═════ RECORDS

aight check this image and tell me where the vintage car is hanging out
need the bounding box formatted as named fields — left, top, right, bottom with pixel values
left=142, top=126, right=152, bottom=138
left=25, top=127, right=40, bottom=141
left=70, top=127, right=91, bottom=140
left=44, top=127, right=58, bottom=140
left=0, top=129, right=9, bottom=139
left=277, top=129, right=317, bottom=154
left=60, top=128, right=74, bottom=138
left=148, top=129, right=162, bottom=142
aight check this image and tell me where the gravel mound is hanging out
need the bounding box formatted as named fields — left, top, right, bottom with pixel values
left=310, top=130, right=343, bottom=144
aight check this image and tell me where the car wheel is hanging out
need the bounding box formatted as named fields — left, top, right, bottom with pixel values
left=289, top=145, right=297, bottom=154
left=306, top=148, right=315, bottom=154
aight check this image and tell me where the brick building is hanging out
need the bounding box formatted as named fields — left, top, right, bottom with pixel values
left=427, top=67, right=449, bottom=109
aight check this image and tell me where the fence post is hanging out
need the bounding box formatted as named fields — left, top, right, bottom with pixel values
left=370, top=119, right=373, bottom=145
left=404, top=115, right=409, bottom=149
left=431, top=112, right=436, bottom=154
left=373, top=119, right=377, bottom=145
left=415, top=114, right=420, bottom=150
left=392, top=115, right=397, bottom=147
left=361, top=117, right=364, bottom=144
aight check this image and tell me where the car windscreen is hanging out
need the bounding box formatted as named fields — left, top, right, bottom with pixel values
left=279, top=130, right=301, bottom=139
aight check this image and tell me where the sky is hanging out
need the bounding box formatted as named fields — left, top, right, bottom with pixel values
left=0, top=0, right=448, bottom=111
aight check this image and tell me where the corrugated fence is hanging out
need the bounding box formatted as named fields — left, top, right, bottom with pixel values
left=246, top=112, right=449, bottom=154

══════════

ACTIVITY:
Would you show every line in the data above that contains the string "fence"?

TASK ANSWER:
aight check this image and tell me where the fence post is hanging out
aight check this image and tell me where the corrugated fence is hanging out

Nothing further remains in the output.